* SOURCE DOCUMENT
* * *
By Philip Sikes
Brunson Miller hadn’t set foot on a track when his high school football coach tried to convince him to train for the 800 meters as a senior in Murrells Inlet, S.C.
“In my first meet, I started in the 400,” he said. “I thought I was going to die after the race. I told the coach I wasn’t running two laps, so I’ve been running the 400 ever since.”
Four years later, the Clemson track and field program is reaping the spoils of his decision to stay with just one lap. Last weekend, Miller became the first Clemson athlete to win an ACC Championship in the men’s 400 dash since 2003 — a stretch of 10 indoor seasons.
On top of that, he anchored the 4×400 relay to a gold medal in the final event of the championship, propelling Clemson to a third-place finish as a team, its best since 2008. In the relay, he took the baton in third place but rocketed past the two leading teams within the final 150 meters to grab the title.
His showing at the ACC Indoor Championships in Blacksburg, Va., opened a lot of eyes around the conference, but not those of his teammates who had seen his capabilities since he transferred in from The Citadel last August.
“It’s definitely something to see,” said Marcus Maxey, Clemson senior hurdler, of Miller’s closing ability. “He’s that X-factor we’ve been looking for.”
Miller was the one initially looking for his true calling. He attended The Citadel for football, but ultimately played just one season before focusing on track following three Southern Conference championships his first year.
While Miller was experiencing unparalleled success on the track, adapting to the military lifestyle employed at The Citadel was a life-changing adjustment.
* * *
* DATA SECTION
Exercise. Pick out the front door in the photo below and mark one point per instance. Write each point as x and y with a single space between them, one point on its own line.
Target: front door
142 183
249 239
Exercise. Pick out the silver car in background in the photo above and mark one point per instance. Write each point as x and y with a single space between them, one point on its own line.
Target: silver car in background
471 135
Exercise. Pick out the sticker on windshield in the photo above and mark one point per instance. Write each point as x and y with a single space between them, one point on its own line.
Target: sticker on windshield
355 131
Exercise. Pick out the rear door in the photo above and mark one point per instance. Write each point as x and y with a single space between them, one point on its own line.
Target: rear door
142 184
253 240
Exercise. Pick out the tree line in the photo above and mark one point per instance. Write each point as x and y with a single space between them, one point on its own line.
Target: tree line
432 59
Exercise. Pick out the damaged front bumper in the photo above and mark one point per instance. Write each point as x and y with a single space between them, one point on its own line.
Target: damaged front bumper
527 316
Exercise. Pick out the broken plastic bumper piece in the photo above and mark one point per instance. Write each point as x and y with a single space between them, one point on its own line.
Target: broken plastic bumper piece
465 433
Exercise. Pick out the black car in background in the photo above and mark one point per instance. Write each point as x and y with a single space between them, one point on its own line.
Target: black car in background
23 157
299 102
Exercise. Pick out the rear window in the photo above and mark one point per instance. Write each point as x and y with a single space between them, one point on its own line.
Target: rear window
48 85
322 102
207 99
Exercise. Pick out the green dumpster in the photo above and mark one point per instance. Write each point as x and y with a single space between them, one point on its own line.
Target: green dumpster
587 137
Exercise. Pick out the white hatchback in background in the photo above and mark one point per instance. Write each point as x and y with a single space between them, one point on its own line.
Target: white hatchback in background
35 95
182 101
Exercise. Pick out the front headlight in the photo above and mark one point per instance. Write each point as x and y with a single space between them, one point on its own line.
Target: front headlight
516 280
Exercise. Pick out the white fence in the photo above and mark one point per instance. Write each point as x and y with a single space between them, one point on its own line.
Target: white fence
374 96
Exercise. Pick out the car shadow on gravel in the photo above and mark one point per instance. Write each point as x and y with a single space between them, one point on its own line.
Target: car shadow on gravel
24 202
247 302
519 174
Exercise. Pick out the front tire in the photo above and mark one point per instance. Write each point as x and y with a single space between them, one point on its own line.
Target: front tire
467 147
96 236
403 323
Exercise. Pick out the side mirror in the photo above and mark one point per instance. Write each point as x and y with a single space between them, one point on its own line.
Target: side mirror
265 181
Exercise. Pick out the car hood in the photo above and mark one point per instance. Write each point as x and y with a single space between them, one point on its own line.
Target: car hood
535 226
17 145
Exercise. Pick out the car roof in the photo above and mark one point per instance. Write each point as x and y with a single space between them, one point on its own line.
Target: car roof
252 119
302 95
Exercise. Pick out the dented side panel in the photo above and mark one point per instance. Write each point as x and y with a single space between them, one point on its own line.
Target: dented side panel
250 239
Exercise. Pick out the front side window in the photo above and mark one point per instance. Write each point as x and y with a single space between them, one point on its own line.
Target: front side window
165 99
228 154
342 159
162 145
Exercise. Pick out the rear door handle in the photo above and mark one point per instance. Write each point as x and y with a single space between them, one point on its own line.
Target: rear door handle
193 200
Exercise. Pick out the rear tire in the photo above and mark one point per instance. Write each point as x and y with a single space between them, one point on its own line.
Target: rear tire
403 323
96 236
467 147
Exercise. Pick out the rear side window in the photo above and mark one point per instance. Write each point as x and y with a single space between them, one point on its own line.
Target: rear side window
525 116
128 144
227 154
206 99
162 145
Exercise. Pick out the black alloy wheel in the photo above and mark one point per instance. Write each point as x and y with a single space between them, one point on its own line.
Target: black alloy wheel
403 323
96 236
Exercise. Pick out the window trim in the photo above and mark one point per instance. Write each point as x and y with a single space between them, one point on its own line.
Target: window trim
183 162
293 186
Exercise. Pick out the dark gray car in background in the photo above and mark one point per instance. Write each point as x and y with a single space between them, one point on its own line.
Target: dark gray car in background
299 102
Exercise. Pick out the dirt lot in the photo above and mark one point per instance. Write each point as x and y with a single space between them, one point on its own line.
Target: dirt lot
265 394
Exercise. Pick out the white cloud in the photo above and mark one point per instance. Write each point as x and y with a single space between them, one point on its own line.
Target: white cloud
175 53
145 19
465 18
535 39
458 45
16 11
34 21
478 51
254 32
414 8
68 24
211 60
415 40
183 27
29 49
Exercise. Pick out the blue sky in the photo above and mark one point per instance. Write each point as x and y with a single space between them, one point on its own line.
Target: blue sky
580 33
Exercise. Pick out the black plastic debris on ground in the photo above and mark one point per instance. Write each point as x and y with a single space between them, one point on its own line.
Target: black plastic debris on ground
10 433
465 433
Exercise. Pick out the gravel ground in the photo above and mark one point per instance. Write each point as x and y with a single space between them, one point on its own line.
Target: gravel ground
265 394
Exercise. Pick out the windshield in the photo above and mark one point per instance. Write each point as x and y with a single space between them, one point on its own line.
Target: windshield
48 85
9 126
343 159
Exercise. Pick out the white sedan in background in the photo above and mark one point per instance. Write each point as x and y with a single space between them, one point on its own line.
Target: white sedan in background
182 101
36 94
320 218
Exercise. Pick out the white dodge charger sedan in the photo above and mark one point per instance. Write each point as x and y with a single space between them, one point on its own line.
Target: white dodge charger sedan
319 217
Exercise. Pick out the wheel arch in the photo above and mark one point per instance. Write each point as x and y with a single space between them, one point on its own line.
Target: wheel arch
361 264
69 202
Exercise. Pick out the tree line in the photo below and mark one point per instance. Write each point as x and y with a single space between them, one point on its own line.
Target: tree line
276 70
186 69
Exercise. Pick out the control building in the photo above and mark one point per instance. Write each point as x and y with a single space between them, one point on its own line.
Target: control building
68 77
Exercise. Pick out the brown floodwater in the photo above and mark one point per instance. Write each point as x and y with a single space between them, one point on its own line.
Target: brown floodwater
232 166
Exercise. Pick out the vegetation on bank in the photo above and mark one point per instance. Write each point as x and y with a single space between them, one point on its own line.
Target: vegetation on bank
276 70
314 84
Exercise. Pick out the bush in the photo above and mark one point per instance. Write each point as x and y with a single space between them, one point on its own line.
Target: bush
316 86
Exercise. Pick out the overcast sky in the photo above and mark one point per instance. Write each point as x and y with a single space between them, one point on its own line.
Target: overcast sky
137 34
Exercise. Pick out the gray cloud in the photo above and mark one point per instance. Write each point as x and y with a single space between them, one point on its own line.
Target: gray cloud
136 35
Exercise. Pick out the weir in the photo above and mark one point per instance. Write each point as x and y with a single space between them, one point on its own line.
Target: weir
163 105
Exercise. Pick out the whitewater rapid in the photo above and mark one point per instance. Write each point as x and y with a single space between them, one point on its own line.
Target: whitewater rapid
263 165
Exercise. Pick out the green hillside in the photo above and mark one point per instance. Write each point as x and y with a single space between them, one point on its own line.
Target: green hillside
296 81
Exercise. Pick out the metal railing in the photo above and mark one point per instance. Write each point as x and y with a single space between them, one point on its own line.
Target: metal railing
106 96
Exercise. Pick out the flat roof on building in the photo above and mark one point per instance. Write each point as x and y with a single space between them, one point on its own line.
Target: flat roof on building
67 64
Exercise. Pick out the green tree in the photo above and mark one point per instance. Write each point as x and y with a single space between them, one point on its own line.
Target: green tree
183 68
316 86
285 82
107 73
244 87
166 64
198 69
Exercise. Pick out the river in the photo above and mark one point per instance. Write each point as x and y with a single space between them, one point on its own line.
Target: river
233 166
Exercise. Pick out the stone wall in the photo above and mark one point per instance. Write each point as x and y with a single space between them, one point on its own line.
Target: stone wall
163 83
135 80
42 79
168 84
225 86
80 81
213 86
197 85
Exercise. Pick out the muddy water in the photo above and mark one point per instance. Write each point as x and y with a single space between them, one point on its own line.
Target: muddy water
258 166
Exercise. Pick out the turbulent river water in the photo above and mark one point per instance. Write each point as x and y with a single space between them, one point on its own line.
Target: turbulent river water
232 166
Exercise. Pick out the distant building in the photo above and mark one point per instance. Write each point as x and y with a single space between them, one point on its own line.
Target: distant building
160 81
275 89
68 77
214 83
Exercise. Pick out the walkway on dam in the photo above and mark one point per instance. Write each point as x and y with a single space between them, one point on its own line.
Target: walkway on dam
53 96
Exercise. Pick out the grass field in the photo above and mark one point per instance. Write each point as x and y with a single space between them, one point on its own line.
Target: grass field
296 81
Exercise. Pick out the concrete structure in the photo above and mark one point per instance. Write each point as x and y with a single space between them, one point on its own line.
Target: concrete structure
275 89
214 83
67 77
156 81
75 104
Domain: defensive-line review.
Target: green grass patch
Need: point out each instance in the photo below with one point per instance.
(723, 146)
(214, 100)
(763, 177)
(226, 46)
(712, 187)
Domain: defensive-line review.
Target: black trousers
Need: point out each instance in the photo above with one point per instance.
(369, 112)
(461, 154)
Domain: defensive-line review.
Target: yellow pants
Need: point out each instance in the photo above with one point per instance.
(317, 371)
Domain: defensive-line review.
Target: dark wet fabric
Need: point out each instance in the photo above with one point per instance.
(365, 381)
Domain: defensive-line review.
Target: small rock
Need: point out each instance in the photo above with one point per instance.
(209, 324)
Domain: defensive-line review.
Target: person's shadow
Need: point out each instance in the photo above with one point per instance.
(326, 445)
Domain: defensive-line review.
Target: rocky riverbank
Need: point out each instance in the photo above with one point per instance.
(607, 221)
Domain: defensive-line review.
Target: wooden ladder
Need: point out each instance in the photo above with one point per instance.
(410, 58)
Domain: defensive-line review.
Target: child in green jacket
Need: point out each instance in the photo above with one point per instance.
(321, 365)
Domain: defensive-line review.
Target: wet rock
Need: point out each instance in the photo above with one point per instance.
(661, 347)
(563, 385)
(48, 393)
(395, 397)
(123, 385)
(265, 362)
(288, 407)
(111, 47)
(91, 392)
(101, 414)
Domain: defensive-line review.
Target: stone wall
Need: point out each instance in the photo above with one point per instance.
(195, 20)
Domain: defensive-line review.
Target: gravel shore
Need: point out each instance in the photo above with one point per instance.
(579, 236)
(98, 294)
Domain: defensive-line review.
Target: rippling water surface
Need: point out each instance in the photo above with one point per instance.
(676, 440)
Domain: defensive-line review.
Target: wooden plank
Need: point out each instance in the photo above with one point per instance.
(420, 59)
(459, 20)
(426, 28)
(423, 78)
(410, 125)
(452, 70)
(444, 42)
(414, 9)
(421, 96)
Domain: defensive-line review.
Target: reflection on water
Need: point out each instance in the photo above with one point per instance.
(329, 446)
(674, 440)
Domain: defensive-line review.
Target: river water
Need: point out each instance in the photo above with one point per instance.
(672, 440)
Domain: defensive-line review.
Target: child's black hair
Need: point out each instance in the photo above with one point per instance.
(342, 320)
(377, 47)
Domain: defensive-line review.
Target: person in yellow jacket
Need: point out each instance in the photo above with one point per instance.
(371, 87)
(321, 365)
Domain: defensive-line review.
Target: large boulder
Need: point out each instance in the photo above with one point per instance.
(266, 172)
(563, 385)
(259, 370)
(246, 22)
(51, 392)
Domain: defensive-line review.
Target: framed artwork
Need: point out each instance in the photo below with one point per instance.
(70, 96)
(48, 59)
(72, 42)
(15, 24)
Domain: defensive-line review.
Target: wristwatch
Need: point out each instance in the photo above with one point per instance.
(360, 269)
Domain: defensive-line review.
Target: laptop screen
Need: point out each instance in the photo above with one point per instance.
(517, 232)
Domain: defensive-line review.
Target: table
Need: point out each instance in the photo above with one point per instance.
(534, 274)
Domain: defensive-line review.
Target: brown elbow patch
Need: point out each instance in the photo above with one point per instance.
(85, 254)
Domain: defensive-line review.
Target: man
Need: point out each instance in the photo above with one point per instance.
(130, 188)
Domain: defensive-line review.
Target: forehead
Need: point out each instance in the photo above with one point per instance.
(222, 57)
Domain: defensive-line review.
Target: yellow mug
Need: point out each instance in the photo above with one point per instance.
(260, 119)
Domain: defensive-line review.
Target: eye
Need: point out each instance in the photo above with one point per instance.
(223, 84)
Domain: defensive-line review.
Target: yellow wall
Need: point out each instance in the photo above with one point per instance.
* * *
* PROBLEMS TO WORK ON
1 - Reproduce the passage of the article on Brunson Miller from "His showing at" to "Citadel last August.".
2 - Condense the paragraph of the Brunson Miller article that begins "On top of that, he anchored" into a short bulleted list that keeps its main facts.

* ANSWERS PROVIDED
1 -
His showing at the ACC Indoor Championships in Blacksburg, Va., opened a lot of eyes around the conference, but not those of his teammates who had seen his capabilities since he transferred in from The Citadel last August.

2 -
- Miller anchored Clemson's 4×400 relay to a gold medal in the championship's final event.
- The win lifted Clemson to a third-place team finish, its best since 2008.
- He took the baton in third place and passed the two leading teams within the final 150 meters.